• Written instruction: Transcribe each of the entries below exactly, line for line.

[start]

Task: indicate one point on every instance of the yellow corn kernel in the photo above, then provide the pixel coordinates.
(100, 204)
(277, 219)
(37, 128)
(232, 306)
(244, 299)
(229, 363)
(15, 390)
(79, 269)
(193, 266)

[end]

• Result of this task:
Task: indicate one point on every instance of the yellow corn kernel in the photo above, then provide the pixel coordinates.
(100, 204)
(277, 219)
(37, 128)
(232, 306)
(244, 299)
(229, 363)
(15, 390)
(79, 269)
(193, 266)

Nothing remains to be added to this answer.